* **What to do**: Output the full listing below exactly.

* **Supplied material**:
____________
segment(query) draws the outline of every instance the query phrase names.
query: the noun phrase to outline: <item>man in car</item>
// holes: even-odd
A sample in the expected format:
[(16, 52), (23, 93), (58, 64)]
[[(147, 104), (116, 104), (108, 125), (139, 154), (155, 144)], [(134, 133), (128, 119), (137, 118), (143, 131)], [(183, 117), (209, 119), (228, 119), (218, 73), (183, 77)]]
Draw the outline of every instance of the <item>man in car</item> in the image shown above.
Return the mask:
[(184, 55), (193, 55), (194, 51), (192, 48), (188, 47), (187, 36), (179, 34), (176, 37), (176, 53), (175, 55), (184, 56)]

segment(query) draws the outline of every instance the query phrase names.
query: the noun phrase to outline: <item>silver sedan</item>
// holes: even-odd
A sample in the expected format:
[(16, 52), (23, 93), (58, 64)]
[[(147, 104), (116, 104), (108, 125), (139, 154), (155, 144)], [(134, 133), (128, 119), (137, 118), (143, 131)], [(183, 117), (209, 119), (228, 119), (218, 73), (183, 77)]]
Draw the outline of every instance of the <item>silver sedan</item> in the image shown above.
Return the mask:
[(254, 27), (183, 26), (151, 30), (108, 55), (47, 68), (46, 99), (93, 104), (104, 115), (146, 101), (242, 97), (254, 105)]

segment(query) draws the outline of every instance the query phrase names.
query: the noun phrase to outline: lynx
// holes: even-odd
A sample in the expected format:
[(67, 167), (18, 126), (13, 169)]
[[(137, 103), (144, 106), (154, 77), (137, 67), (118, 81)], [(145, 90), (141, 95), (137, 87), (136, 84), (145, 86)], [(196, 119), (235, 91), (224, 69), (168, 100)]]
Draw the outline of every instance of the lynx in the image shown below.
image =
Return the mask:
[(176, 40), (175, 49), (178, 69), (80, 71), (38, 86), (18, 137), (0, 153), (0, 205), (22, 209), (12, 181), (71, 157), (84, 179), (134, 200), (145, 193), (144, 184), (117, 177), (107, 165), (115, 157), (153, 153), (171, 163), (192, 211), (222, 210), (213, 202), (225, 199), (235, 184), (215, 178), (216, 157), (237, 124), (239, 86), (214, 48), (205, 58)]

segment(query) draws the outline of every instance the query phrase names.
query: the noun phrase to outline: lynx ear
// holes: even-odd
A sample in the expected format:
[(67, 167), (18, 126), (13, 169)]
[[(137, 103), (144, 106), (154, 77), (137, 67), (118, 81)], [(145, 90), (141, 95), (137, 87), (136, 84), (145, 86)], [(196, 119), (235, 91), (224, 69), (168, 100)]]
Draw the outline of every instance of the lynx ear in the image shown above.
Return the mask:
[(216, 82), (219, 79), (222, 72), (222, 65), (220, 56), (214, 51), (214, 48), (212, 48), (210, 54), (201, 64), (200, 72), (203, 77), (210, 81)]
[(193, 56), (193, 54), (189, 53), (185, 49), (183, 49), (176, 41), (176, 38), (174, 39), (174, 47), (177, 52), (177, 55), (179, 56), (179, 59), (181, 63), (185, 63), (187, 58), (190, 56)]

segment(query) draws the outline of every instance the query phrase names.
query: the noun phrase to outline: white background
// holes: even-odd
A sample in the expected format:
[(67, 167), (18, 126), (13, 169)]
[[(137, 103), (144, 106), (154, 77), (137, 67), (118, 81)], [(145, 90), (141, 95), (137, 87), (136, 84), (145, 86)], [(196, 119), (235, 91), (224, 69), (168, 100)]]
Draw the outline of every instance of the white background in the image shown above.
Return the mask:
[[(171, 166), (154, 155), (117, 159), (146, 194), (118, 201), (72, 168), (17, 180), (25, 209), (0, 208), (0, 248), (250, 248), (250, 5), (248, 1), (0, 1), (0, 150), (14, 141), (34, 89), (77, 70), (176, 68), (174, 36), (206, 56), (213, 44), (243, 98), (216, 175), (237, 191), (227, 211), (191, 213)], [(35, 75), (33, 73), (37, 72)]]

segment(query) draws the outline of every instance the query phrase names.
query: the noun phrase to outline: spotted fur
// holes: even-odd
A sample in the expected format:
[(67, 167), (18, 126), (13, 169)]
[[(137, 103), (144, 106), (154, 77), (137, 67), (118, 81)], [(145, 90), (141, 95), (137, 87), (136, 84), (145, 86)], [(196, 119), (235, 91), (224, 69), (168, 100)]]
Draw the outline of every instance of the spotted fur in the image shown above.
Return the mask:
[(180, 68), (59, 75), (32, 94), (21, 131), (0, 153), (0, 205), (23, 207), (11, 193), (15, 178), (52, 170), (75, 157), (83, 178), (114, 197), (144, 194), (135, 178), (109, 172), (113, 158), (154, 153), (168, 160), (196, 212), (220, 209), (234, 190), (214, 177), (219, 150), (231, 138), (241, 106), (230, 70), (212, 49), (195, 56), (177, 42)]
____________
* **Result**:
segment(query) draws the outline of every instance the query phrase names.
query: the noun phrase to outline: <item>man in car</item>
// holes: even-odd
A sample in the expected format:
[(16, 52), (23, 93), (58, 64)]
[[(147, 104), (116, 104), (108, 125), (139, 154), (155, 144)], [(134, 133), (128, 119), (137, 118), (143, 131)], [(183, 117), (209, 119), (228, 119), (218, 73), (183, 77)]]
Draw the outline of every instance of the <item>man in car</item> in the image shown above.
Return the mask:
[(184, 55), (193, 55), (194, 51), (192, 48), (188, 47), (187, 36), (179, 34), (176, 37), (176, 53), (175, 55), (184, 56)]

segment(query) draws the outline of every instance the query phrase names.
query: the noun phrase to outline: <item>silver sedan</item>
// holes: even-odd
A sample in the expected format:
[(16, 52), (23, 93), (58, 64)]
[[(147, 104), (116, 104), (108, 125), (139, 154), (155, 144)], [(134, 133), (128, 119), (137, 118), (143, 131)], [(183, 117), (209, 119), (228, 119), (218, 73), (183, 77)]]
Draw the outline of every instance of the <item>silver sedan</item> in the image shown above.
Return the mask:
[(254, 27), (183, 26), (151, 30), (108, 55), (47, 68), (46, 99), (93, 104), (104, 115), (146, 101), (242, 97), (254, 105)]

segment(query) draws the outline of every instance the query phrase names.
query: the noun phrase to outline: lynx
// holes: even-odd
A sample in the expected format:
[(67, 167), (18, 126), (13, 169)]
[[(137, 103), (144, 106), (154, 77), (137, 67), (118, 81)], [(145, 90), (141, 95), (137, 87), (136, 84), (145, 86)], [(196, 119), (235, 91), (224, 69), (168, 100)]]
Draw the outline of every instance of the lynx in the image shown below.
image =
Return the mask:
[(176, 40), (175, 49), (178, 69), (80, 71), (38, 86), (18, 137), (0, 153), (0, 205), (22, 209), (12, 181), (71, 157), (84, 179), (134, 200), (145, 193), (144, 184), (117, 177), (107, 165), (115, 157), (153, 153), (171, 163), (192, 211), (222, 210), (213, 202), (225, 199), (235, 184), (215, 178), (216, 157), (237, 124), (239, 86), (214, 48), (205, 58)]

segment(query) draws the outline of every instance the query phrase names.
query: the noun phrase to outline: lynx ear
// holes: even-odd
A sample in the expected format:
[(67, 167), (18, 126), (13, 169)]
[[(137, 103), (144, 106), (154, 77), (137, 67), (118, 81)], [(145, 90), (141, 95), (137, 87), (136, 84), (145, 86)], [(196, 119), (235, 91), (224, 69), (168, 100)]]
Draw the outline of every instance of the lynx ear in the image shown above.
Return the mask:
[(216, 82), (219, 79), (222, 72), (222, 65), (220, 56), (214, 51), (214, 48), (212, 48), (210, 54), (201, 64), (200, 72), (203, 77), (210, 81)]
[(193, 56), (193, 54), (189, 53), (185, 49), (183, 49), (176, 41), (176, 38), (174, 39), (174, 47), (177, 52), (177, 55), (179, 56), (179, 59), (181, 63), (185, 63), (187, 58), (190, 56)]

segment(query) draws the outline of every instance the query phrase names.
query: the noun phrase to outline: white background
// holes: even-odd
A sample in the expected format:
[(67, 167), (18, 126), (13, 169)]
[[(137, 103), (144, 106), (154, 77), (137, 67), (118, 81)], [(145, 90), (141, 95), (137, 87), (136, 84), (145, 86)], [(196, 119), (235, 91), (224, 69), (168, 100)]]
Draw the outline of every instance of the white background in the image shown above.
Return the mask:
[[(171, 166), (154, 155), (117, 159), (146, 194), (118, 201), (72, 168), (17, 180), (25, 209), (0, 208), (0, 248), (250, 248), (250, 5), (248, 1), (0, 1), (0, 150), (14, 141), (34, 89), (77, 70), (176, 68), (174, 36), (206, 56), (213, 44), (243, 98), (216, 175), (237, 191), (227, 211), (191, 213)], [(35, 75), (33, 73), (37, 72)]]

segment(query) draws the outline of every instance the query phrase names.
query: the noun phrase to outline: spotted fur
// holes: even-odd
A sample in the expected format:
[(67, 167), (18, 126), (13, 169)]
[[(137, 103), (144, 106), (154, 77), (137, 67), (118, 81)], [(145, 90), (141, 95), (137, 87), (136, 84), (145, 86)], [(196, 119), (235, 91), (224, 69), (168, 100)]]
Draw the outline of every instance of the spotted fur in the image shown above.
Return the mask:
[(180, 68), (59, 75), (32, 94), (21, 131), (0, 153), (0, 205), (23, 207), (11, 193), (15, 178), (52, 170), (75, 157), (83, 178), (114, 197), (144, 194), (135, 178), (109, 172), (113, 158), (154, 153), (168, 160), (196, 212), (220, 209), (234, 190), (214, 177), (219, 150), (231, 138), (241, 106), (230, 70), (212, 49), (195, 56), (177, 42)]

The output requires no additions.